### Given problem
Put the records below into a Markdown table with one row per non-blank line, using the columns Row and Line: Row holds a running number, and Line holds that line's text.

### Supplied material

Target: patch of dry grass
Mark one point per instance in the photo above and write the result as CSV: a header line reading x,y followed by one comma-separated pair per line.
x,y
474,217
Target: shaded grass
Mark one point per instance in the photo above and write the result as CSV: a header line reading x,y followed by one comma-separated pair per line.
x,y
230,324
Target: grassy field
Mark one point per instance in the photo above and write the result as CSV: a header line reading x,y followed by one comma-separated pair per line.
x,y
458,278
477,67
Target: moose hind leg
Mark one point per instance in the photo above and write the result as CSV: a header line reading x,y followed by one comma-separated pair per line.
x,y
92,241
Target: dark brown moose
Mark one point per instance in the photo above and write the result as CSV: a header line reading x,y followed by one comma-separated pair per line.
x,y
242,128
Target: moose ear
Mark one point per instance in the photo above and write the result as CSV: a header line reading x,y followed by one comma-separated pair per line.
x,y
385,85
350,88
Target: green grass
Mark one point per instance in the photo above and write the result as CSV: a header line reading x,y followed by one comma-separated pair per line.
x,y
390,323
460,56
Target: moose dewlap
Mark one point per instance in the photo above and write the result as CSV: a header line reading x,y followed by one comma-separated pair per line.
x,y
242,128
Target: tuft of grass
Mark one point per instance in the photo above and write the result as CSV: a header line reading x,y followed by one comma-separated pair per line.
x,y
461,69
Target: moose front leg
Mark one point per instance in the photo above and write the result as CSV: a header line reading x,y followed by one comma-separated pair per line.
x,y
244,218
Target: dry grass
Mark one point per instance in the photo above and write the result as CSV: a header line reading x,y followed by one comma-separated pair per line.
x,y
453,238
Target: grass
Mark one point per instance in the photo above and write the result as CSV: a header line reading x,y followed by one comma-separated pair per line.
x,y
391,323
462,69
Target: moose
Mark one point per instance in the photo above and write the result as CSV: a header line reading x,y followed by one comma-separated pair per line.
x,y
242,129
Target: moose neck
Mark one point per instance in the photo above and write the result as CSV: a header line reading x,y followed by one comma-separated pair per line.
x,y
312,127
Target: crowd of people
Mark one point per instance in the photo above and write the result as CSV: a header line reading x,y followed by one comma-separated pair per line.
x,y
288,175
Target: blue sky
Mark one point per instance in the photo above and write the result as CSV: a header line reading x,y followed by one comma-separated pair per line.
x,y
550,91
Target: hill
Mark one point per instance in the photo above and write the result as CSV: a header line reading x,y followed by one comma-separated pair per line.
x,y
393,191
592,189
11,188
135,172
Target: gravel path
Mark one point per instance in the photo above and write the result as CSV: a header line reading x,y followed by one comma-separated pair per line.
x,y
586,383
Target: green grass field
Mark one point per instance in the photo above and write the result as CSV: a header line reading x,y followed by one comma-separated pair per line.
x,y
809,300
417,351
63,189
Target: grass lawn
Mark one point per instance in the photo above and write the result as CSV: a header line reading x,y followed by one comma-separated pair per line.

### Output for this exercise
| Row | Line |
|---|---|
| 1 | Target: patch of dry grass |
| 2 | Mark one point per instance in the photo above and write the result as CSV: a header line reading x,y followed by one comma-separated pair per line. |
| 3 | x,y |
| 4 | 474,217 |
| 5 | Target: shaded grass |
| 6 | Mark one point per instance in the photo above and write the result as CSV: a header line reading x,y followed by one comma-separated pair per line. |
| 7 | x,y |
| 8 | 230,324 |
| 9 | Target: grassy field |
| 10 | Mark one point per instance in the photo above and write the result as CSV: a header line reading x,y followed by one comma-separated pair per line. |
| 11 | x,y |
| 12 | 458,278 |
| 13 | 477,67 |
| 14 | Target: moose hind leg |
| 15 | Mark one point per instance in the photo above and write the result as CSV: a header line reading x,y followed by one comma-separated pair per line. |
| 16 | x,y |
| 17 | 92,241 |
| 18 | Target: dark brown moose |
| 19 | Mark one point per instance in the photo above and write the result as CSV: a header line reading x,y followed by one comma-separated pair per line. |
| 20 | x,y |
| 21 | 242,128 |
| 22 | Target: moose ear |
| 23 | Mark one point per instance in the photo above and write the result as CSV: a header line reading x,y followed by one comma-separated pair per line. |
| 24 | x,y |
| 25 | 385,85 |
| 26 | 350,88 |
| 27 | Target: green grass |
| 28 | Mark one point per instance in the photo above and write the result as CSV: a header line reading x,y followed by one comma-separated pair per line. |
| 29 | x,y |
| 30 | 390,323 |
| 31 | 460,56 |
| 32 | Target: moose dewlap |
| 33 | Mark one point per instance in the photo above and write the result as CSV: a header line reading x,y followed by one comma-separated pair per line. |
| 34 | x,y |
| 35 | 242,128 |
| 36 | Target: tuft of grass |
| 37 | Mark one point per instance in the photo above and write the result as CSV: a header line reading x,y followed by one comma-separated pair per line. |
| 38 | x,y |
| 39 | 461,69 |
| 40 | Target: moose front leg |
| 41 | Mark one point per instance in the photo above and write the result as CSV: a header line reading x,y followed by one comma-separated pair per line. |
| 42 | x,y |
| 43 | 244,218 |
| 44 | Target: dry grass |
| 45 | Mark one point per instance in the photo above and write the result as CSV: a header line reading x,y followed by one comma-separated pair per line. |
| 46 | x,y |
| 47 | 453,238 |
| 48 | Target: grass |
| 49 | Mark one point per instance in the photo above and write the result as CSV: a header line reading x,y followed by one comma-separated pair per line. |
| 50 | x,y |
| 51 | 391,323 |
| 52 | 462,69 |
| 53 | Target: moose |
| 54 | Mark one point per instance in the photo above and write the result as CSV: a header line reading x,y followed by one comma-separated pair per line. |
| 55 | x,y |
| 56 | 242,129 |
| 57 | Target: moose neck |
| 58 | Mark one point per instance in the photo above and write the result as CSV: a header line reading x,y followed by one comma-separated pair per line. |
| 59 | x,y |
| 60 | 312,127 |
| 61 | Target: crowd of people |
| 62 | Mark one point per instance in the photo above and write the result as CSV: a header line reading x,y followed by one comma-separated pair per line. |
| 63 | x,y |
| 64 | 288,175 |
| 65 | Target: blue sky |
| 66 | Mark one point per instance in the photo above and write the result as CSV: a header line reading x,y followed by one comma-separated pair per line. |
| 67 | x,y |
| 68 | 550,91 |
| 69 | Target: hill |
| 70 | Mark one point per instance in the photo above and write the result as CSV: a header line reading x,y followed by one comma-separated pair per line. |
| 71 | x,y |
| 72 | 393,191 |
| 73 | 592,189 |
| 74 | 11,188 |
| 75 | 135,172 |
| 76 | Target: gravel path |
| 77 | Mark one point per instance in the photo above and write the result as CSV: a header line reading x,y followed by one comma-separated pair per line. |
| 78 | x,y |
| 79 | 586,383 |
| 80 | Target: green grass field |
| 81 | Mark one point per instance in the photo above and write the result as CSV: a header line reading x,y followed by one comma-separated pair per line. |
| 82 | x,y |
| 83 | 809,300 |
| 84 | 417,351 |
| 85 | 63,189 |
| 86 | Target: grass lawn |
| 87 | Mark one point per instance in the photo above and write the result as CSV: a header line reading x,y followed by one comma-separated pair per line. |